**Exercise prompt:**
Drop the images; return everything else in the listing below exactly.

**Data excerpts:**
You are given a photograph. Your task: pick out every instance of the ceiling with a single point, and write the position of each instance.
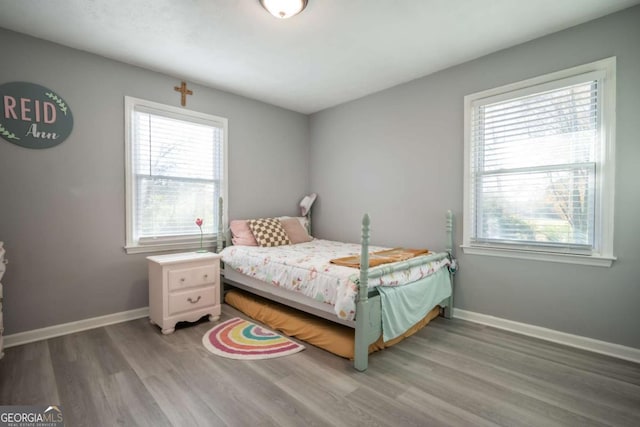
(333, 52)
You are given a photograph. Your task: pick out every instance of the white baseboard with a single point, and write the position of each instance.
(72, 327)
(577, 341)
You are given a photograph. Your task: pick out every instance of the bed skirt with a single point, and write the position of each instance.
(333, 337)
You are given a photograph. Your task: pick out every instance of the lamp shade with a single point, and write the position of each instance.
(306, 203)
(284, 9)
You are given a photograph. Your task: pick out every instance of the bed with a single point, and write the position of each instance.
(384, 300)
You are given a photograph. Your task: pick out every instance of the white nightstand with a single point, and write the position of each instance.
(183, 287)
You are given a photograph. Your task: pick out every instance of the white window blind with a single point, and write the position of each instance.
(536, 166)
(177, 173)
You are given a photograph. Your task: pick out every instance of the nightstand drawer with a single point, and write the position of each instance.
(188, 277)
(191, 300)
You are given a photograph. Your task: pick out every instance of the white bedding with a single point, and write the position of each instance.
(305, 268)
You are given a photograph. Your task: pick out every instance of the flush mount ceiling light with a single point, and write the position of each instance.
(284, 9)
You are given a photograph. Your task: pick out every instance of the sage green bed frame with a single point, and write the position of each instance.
(368, 321)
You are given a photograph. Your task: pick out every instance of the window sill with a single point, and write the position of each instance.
(141, 249)
(595, 261)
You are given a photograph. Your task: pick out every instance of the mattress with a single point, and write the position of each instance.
(305, 268)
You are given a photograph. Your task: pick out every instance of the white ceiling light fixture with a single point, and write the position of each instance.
(284, 9)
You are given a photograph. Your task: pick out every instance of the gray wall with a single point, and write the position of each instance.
(398, 154)
(62, 213)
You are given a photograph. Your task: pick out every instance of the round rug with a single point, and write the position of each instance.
(240, 339)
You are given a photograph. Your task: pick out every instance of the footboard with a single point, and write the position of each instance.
(369, 308)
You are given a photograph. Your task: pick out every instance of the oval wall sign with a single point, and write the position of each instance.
(33, 116)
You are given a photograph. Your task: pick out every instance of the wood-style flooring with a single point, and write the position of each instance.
(452, 373)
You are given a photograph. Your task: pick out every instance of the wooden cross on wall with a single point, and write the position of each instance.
(184, 92)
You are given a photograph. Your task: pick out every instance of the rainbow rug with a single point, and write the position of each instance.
(240, 339)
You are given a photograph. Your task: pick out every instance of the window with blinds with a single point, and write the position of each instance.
(538, 164)
(176, 173)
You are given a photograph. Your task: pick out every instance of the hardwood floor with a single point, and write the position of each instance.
(452, 373)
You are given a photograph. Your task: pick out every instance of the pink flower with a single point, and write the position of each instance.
(199, 222)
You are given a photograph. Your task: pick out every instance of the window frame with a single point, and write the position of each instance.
(169, 243)
(602, 255)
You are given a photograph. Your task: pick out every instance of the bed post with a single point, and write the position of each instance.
(219, 236)
(361, 354)
(448, 310)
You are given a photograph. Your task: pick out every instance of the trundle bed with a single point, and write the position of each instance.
(385, 300)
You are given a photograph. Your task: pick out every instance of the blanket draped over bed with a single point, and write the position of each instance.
(381, 257)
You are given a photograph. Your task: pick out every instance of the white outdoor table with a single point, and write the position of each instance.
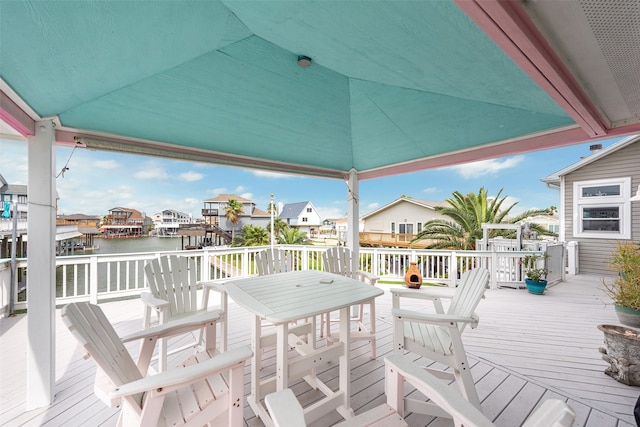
(286, 297)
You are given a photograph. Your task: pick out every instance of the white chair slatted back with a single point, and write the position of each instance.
(93, 330)
(174, 279)
(272, 260)
(338, 260)
(469, 292)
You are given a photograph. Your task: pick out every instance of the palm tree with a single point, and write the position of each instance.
(232, 212)
(468, 214)
(252, 235)
(293, 236)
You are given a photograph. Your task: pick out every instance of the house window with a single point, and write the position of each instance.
(602, 209)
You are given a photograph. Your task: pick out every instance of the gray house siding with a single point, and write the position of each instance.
(594, 254)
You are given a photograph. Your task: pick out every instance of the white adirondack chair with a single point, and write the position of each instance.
(338, 260)
(285, 410)
(174, 295)
(437, 336)
(203, 389)
(275, 260)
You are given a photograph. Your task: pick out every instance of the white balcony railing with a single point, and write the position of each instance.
(102, 277)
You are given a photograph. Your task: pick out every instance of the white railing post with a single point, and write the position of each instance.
(93, 280)
(493, 269)
(245, 262)
(453, 269)
(375, 263)
(205, 273)
(572, 260)
(305, 257)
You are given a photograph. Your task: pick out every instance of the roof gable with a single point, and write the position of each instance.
(293, 210)
(555, 177)
(428, 204)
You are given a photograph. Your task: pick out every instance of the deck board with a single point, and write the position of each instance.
(526, 349)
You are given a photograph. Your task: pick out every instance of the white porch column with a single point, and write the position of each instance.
(41, 261)
(353, 216)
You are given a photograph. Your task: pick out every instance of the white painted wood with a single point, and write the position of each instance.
(285, 297)
(171, 395)
(438, 336)
(353, 216)
(41, 266)
(174, 294)
(284, 408)
(556, 358)
(340, 260)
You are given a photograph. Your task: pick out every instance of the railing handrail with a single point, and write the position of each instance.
(97, 277)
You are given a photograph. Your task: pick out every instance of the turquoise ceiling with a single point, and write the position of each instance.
(391, 81)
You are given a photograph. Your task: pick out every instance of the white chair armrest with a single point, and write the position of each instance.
(432, 318)
(172, 379)
(175, 327)
(284, 408)
(150, 301)
(425, 292)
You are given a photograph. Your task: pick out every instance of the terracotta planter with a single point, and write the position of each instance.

**Final answer:**
You are given a photograph. Your task: pick out every instance of the ceiling with a single point, and write the position of each instance.
(333, 52)
You are given a photograph. Your task: pick out every instance of the white baseboard with a single point, and write the position of each instance.
(72, 327)
(577, 341)
You are given a photograph. Your task: pick out every instance of the bed skirt with a single point, and write the position of each instance.
(333, 337)
You are given a photograph. Your task: pick out every instance of the lamp shade with a single point, and write the position of each instance.
(306, 203)
(284, 9)
You are given a photograph. Your task: pick out every instance of the bed with a single point, and write the position of each instance.
(384, 300)
You are given a photograph. Your task: pick out every instance of the white nightstand with a single point, and write the position of each instance.
(183, 287)
You are given a photograph. Your task: pick out every instance of the white window blind with a single point, and write the position of each instance.
(536, 166)
(177, 173)
You are given a photograph. Your task: pick out every instance of the nightstand drawer with a single point, and write the position of each instance.
(188, 277)
(191, 300)
You are given a photograph. Your task: pick out every instance of the white bedding with a single point, and write the position of each instance.
(305, 268)
You are given a photograph. Your task: pick out every instance of the flush mount ceiling light with a single point, and write the position of each instance.
(284, 9)
You are given a photograph. Your task: pick out every instance of the sage green bed frame with a single point, and write the position of each instance.
(368, 321)
You are given a photograph. Your task: pick out every instance of the window sill with a single point, and write the position of each instance.
(141, 249)
(595, 261)
You are given a photograph. Your task: pick out every instance of the mattress with a single point, and write the position of each instance.
(305, 268)
You are given a photograph. Your task: pick out every instance of the white ceiling light fixture with a single point, and write the position of each instance.
(284, 9)
You are given a photograph. Your task: pick out every instance of the gray wall with a single point, and write the position of each instance.
(398, 154)
(62, 213)
You are given a photograph. Your task: pick out every instance of the round rug with a single point, and write the position of each instance.
(240, 339)
You are given a photograph. Your task: pick out every instance of the footboard with a single point, and write the position of each instance.
(369, 308)
You are given a photograph. Your task: pick out every instance of the oval wall sign with a single point, and write the position of each instance.
(33, 116)
You are given a photograph. Your task: pick out every instance of the wood-style flooring with a single point, and write the position of each instance.
(452, 373)
You are given a photograph. Your task: pick out every instance of the wooden cross on wall with a single point, and write the position of each instance.
(184, 92)
You are given a photograph. Your task: pick out every instance of the rainbow rug with a single point, and write the position of each instance.
(240, 339)
You are given a photograph. Your task: pick out every instance of the window with blinds with a single point, and write the position of each instance.
(538, 164)
(176, 173)
You are given a photograph. Your task: pick out every instance of the hardwood floor with a single point, and write the position of each instance.
(452, 373)
You are given a photograph. Your task: pick out every instance of the pink flower with a single point, and write the position of each instance.
(199, 222)
You are given a photograph. Your task: pick out every instance of the window frame with a single point, and write the position of each instance.
(169, 243)
(602, 255)
You are given a photograph. Your task: pick out every instance of the bed post with a single point, and write the position of each instance.
(219, 236)
(361, 354)
(448, 310)
You are given a photograph. Your task: pick out every instance of the trundle bed with a single point, and write the position of each instance.
(385, 300)
You are given a photograph. Your task: pick out every instance of the blanket draped over bed with a single point, and write the position of each instance.
(381, 257)
You are given a photograph. Your task: pick out every instance of the white outdoor table with a single point, and write the position of each instance.
(286, 297)
You are given a photograph. Your task: pick out every instance of the white chair slatted back with a single point, and write the position of each instance.
(93, 330)
(174, 279)
(272, 260)
(338, 260)
(469, 292)
You are given a photograph. Your task: pick out every instance of the palm tree with a single point, and write the position of each instance.
(232, 212)
(468, 214)
(252, 235)
(293, 236)
You are given a photograph. Your task: pick out every instance of the house window with a single point, and write the position of each instance.
(602, 209)
You are given a photograph. Your task: pick out every instance of the gray house siding with a single point, and write the position of each instance.
(594, 254)
You are given a photograph. Your task: pick out every instance of the white adirondack chair with a single point, and write the position of each instance.
(338, 260)
(285, 410)
(174, 295)
(437, 336)
(203, 389)
(275, 260)
You are given a photograph. Your task: pick out every instance of the white balcony railing with a single point, and write the position of each instance.
(102, 277)
You are given a photograph. Your task: pick out every instance of the white railing post with a single point, and write the position of each instance.
(93, 280)
(493, 269)
(245, 262)
(453, 269)
(375, 263)
(205, 273)
(572, 260)
(305, 257)
You are given a photograph. Your task: pick out every instance of the roof gable with a single point, and write the position of each instance.
(293, 210)
(555, 177)
(428, 204)
You are given a photograph. Your task: pick out every instance of the deck board with a single point, and write the position of each instance.
(526, 349)
You are given a photograph. Your task: pick out every instance of the white porch column with a single point, and write the position of each instance.
(41, 261)
(353, 216)
You are given a photograph. Your task: pick out every instance of the white painted wood with a single point, and write the position of each instance.
(285, 297)
(171, 395)
(438, 336)
(353, 216)
(41, 266)
(174, 294)
(284, 408)
(556, 358)
(340, 260)
You are given a photograph. Your task: pick out every instance of the railing handrail with a single point, and write the position of each instance.
(97, 277)
You are given a photograph. Your task: pick out every instance of the turquoise ceiling with a single point, and write the position of each instance.
(391, 81)
You are given a photograph. Your task: pick out every instance of the white chair armrest with a single point, and write the position of each instance.
(432, 318)
(172, 379)
(175, 327)
(284, 408)
(150, 301)
(425, 292)
You are given a photograph. Your task: pick out every instance of the terracotta planter with a single point, and write the position of each instance.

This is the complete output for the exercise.